▸ Try it:
Pull out every line with the word "rocky" from the entries below.
Segment Start: Given records
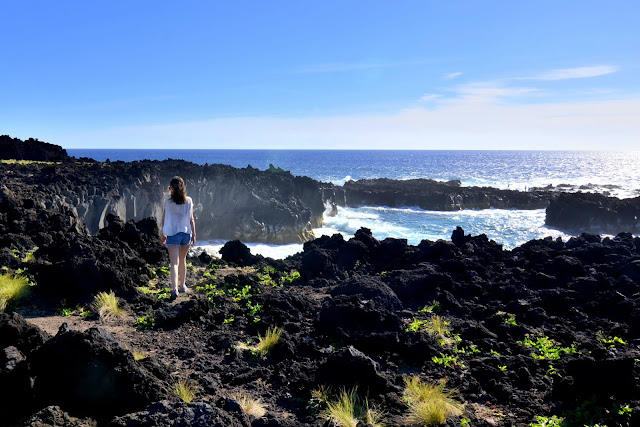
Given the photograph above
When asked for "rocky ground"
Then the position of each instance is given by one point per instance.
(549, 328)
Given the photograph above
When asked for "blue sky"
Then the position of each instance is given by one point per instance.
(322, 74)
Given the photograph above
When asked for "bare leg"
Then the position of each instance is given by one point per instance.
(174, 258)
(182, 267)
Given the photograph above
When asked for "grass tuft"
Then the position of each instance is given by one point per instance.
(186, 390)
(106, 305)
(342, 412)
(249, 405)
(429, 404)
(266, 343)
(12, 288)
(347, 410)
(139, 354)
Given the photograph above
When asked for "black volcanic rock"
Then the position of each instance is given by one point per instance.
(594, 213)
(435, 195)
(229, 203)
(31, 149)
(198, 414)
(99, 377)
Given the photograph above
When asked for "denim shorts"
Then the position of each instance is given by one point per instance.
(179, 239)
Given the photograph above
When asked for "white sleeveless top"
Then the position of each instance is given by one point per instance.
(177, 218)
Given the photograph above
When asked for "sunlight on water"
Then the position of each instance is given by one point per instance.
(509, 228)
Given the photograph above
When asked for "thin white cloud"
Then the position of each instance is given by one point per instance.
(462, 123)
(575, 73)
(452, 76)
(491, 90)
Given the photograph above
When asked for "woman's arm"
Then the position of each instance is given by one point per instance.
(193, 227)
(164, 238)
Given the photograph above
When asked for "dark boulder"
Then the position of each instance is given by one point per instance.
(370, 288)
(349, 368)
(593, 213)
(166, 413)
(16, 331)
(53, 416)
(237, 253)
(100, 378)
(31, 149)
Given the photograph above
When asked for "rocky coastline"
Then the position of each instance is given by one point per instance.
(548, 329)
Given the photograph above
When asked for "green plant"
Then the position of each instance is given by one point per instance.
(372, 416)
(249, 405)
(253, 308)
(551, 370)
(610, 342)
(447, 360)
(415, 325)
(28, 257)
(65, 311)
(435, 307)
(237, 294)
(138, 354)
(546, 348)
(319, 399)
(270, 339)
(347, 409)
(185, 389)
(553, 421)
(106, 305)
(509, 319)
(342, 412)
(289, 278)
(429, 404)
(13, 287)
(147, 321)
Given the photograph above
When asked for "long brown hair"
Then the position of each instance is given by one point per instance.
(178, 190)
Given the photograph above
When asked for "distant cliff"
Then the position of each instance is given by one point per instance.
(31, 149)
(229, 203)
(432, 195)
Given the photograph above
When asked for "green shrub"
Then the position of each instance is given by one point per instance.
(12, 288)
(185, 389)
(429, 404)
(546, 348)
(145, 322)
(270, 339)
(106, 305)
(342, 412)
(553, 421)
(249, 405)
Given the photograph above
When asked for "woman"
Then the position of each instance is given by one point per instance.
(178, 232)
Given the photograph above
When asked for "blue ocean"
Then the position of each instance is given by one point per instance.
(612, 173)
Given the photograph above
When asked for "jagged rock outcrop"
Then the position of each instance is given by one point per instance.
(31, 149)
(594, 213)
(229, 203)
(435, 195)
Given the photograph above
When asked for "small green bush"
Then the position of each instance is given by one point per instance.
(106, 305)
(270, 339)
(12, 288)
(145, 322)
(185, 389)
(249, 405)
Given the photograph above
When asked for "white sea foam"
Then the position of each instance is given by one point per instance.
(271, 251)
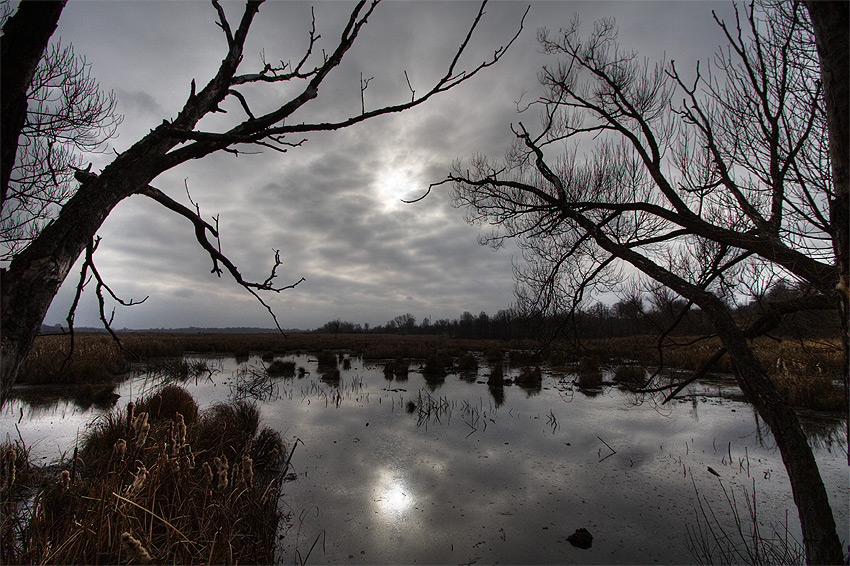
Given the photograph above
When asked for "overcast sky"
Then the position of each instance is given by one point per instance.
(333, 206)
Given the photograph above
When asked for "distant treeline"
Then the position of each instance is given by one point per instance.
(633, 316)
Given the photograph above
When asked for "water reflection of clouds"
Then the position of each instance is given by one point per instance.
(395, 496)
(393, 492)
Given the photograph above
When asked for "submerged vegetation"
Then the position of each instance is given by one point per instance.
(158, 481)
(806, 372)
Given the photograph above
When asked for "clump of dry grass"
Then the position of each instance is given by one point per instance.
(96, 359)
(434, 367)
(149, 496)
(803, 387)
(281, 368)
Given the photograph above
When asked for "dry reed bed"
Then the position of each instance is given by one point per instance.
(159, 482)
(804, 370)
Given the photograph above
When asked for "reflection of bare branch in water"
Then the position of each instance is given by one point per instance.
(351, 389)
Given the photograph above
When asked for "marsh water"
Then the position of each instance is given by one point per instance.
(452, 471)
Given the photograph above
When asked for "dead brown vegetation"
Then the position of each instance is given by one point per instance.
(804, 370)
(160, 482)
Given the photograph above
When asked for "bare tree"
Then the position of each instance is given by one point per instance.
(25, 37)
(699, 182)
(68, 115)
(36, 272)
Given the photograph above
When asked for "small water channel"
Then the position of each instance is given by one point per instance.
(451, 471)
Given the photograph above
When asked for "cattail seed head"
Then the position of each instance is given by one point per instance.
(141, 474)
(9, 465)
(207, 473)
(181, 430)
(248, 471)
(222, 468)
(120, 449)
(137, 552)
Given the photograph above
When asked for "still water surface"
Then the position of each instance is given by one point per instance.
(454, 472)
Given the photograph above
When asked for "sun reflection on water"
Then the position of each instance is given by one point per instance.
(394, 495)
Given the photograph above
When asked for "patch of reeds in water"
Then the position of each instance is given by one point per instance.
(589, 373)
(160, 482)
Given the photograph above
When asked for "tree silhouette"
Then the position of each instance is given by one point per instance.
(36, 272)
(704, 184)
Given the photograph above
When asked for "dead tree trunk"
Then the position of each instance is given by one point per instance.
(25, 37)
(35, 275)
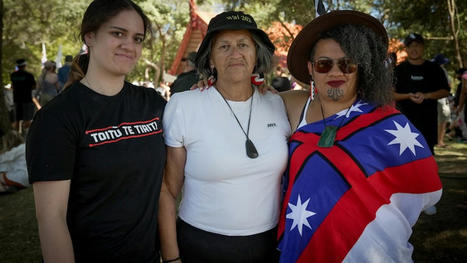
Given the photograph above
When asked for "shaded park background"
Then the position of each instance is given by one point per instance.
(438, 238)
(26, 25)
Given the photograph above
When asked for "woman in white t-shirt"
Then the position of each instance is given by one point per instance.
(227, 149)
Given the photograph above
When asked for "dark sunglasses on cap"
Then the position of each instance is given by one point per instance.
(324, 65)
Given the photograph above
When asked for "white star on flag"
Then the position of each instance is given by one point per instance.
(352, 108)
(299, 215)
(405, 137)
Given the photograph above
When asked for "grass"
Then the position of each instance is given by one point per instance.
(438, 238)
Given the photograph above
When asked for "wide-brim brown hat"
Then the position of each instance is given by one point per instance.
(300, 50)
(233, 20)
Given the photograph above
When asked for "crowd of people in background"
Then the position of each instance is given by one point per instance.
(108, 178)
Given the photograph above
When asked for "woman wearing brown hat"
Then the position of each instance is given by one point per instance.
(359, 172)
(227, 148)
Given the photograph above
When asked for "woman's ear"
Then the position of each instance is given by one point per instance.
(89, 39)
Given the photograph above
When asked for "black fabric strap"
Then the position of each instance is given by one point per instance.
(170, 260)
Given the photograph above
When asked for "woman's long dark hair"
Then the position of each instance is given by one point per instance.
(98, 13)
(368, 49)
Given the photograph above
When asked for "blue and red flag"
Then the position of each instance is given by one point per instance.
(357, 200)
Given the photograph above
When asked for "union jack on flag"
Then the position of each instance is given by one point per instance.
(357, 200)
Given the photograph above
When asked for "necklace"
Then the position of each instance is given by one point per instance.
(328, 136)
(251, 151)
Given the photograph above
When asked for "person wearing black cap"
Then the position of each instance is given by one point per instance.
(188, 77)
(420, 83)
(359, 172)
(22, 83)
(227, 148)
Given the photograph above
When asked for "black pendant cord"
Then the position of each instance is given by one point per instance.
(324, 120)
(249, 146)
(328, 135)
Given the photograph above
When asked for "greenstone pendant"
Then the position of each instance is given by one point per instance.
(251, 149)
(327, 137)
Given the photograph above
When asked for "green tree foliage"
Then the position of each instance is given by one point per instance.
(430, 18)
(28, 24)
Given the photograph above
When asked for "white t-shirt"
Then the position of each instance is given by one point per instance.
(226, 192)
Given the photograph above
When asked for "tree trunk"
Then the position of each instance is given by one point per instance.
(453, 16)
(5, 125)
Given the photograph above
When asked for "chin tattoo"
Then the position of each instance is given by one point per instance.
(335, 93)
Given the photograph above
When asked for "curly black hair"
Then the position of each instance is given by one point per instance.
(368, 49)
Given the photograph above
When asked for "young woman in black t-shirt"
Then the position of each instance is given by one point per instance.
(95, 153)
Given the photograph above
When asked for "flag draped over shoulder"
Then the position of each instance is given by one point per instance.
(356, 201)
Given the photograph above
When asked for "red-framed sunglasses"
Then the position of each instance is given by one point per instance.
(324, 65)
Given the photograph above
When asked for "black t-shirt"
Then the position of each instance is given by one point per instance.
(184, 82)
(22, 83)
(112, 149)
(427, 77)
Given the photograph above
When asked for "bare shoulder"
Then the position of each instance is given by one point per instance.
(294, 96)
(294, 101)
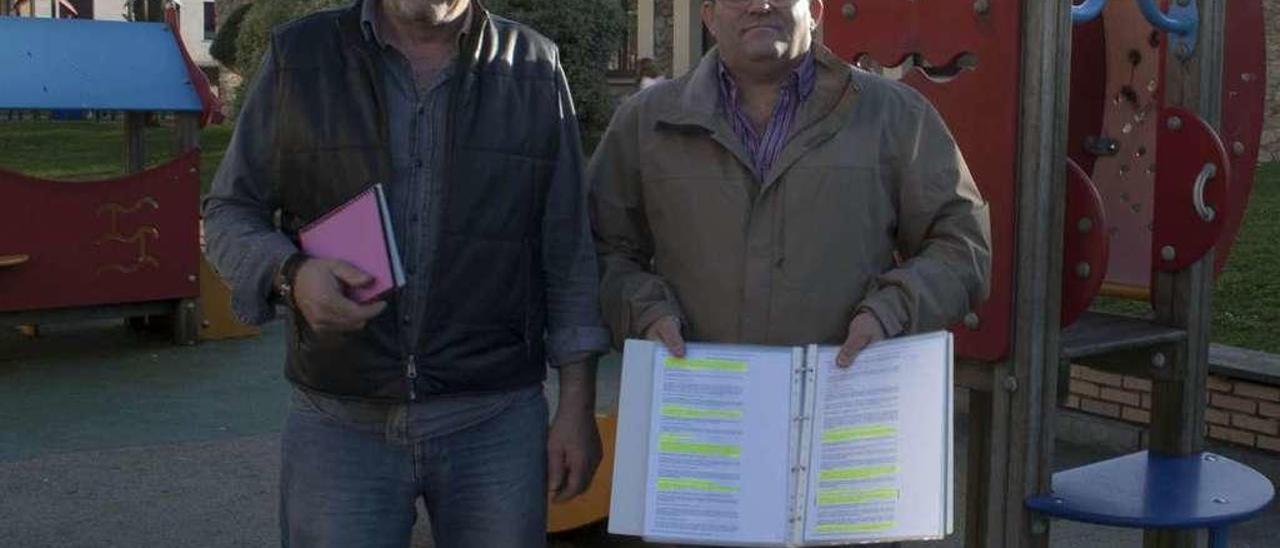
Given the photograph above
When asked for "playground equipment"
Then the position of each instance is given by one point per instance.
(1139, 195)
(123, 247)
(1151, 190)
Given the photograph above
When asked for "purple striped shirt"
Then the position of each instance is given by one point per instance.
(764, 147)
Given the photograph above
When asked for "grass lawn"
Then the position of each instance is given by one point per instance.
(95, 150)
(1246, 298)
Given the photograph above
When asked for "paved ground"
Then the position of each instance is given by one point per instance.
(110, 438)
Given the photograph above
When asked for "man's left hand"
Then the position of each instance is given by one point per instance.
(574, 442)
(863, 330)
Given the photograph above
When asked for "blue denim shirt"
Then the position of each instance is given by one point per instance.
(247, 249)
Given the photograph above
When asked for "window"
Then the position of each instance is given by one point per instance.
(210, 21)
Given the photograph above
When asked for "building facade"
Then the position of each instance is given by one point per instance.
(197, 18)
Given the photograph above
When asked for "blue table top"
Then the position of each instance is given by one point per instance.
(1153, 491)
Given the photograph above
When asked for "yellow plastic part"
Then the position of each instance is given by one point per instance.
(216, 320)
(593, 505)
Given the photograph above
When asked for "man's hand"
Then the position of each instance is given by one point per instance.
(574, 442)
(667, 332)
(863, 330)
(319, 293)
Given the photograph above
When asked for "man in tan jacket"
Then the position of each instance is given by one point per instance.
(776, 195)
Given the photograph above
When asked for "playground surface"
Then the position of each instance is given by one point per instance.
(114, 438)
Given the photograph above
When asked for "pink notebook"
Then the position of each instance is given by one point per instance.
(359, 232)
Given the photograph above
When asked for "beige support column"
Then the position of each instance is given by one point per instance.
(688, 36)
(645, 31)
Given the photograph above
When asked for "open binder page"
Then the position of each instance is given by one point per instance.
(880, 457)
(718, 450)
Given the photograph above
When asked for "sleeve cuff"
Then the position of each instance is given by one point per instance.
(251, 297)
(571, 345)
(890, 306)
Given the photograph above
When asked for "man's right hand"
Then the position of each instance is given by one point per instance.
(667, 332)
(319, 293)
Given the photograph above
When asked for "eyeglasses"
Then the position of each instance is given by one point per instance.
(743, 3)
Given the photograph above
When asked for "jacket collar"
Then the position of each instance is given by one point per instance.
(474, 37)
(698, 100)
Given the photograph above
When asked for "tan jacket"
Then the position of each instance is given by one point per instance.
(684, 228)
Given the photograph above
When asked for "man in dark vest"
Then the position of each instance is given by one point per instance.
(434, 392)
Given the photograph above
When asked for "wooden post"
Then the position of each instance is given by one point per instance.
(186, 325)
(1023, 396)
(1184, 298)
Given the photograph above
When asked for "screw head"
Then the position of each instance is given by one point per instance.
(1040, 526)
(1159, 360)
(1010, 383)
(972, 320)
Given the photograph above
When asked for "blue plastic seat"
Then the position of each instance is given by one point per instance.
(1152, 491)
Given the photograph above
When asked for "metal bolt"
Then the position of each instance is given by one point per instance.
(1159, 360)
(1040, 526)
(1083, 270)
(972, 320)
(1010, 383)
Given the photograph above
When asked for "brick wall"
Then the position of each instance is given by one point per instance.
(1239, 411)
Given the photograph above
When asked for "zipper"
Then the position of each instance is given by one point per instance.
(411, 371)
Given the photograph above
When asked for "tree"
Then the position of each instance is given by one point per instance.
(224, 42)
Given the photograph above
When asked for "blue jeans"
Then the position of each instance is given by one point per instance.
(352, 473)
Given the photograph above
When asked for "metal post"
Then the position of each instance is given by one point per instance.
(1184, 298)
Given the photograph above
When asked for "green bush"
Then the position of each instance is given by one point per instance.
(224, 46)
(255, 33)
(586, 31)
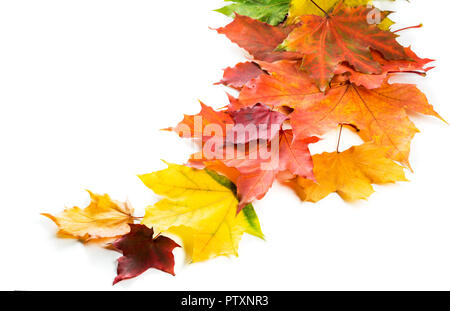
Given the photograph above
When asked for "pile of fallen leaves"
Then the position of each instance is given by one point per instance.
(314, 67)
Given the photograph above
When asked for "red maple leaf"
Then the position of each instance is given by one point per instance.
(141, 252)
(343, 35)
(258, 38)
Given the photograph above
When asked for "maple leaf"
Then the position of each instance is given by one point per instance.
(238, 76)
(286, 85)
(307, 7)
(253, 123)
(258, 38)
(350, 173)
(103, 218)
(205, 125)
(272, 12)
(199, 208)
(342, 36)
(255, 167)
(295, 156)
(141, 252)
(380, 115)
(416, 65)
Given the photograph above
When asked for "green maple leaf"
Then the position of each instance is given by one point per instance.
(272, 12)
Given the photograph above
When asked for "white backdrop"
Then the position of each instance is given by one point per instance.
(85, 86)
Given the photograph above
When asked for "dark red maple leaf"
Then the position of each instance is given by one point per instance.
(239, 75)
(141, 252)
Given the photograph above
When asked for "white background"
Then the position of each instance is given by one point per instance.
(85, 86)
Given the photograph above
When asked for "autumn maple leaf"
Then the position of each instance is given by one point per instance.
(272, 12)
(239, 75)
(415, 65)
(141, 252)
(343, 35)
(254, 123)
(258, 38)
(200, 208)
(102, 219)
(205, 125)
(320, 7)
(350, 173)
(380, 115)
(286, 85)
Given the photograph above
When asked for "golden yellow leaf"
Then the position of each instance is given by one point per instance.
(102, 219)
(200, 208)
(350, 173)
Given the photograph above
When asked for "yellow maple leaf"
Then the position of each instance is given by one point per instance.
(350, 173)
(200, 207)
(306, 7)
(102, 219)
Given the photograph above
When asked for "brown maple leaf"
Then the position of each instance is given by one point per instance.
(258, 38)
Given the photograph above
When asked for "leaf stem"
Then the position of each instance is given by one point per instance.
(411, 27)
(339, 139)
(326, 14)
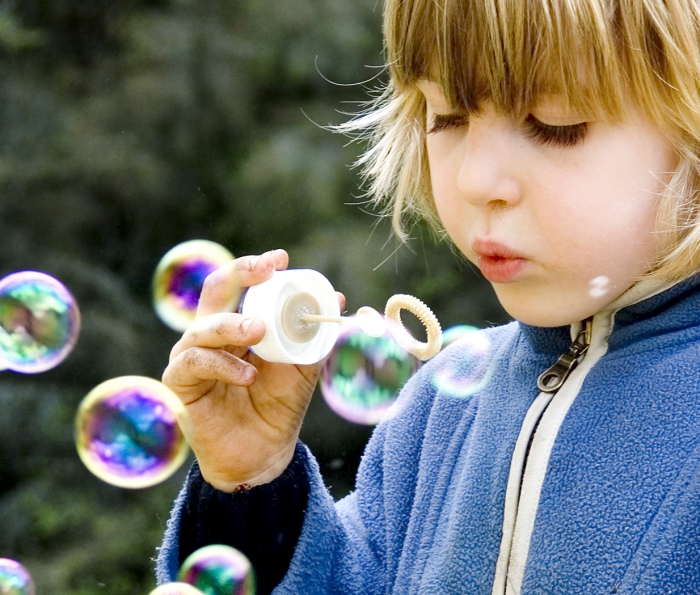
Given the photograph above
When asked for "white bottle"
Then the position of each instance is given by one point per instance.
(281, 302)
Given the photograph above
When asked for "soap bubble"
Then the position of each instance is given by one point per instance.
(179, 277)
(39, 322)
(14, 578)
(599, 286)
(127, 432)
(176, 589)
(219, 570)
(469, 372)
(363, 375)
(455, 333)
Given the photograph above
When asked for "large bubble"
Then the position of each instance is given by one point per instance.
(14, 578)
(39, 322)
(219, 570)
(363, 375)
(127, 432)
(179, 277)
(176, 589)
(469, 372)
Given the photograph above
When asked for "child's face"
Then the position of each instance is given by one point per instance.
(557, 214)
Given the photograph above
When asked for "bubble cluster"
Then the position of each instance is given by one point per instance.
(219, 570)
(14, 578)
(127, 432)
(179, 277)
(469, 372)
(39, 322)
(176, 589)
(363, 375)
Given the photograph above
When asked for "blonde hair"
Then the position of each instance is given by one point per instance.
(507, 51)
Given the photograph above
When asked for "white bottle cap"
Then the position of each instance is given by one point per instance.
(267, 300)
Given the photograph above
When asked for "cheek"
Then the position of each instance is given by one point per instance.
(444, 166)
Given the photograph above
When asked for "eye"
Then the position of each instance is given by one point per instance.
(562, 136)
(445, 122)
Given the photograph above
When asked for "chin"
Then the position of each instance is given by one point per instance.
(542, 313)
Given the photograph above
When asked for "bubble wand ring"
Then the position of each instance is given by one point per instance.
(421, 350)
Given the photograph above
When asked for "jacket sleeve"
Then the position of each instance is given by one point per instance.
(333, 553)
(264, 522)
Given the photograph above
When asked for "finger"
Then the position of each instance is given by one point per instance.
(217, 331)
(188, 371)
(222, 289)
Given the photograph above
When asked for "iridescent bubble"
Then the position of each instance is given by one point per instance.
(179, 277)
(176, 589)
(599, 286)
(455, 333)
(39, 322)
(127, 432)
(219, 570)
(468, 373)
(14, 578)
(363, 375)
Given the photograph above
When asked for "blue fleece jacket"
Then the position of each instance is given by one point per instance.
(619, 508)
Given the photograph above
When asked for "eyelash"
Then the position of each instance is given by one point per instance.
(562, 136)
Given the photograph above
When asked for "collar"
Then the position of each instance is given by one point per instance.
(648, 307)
Segment End: Given records
▸ Expected answer:
When asked for "rocky ground"
When asked for "rocky coastline"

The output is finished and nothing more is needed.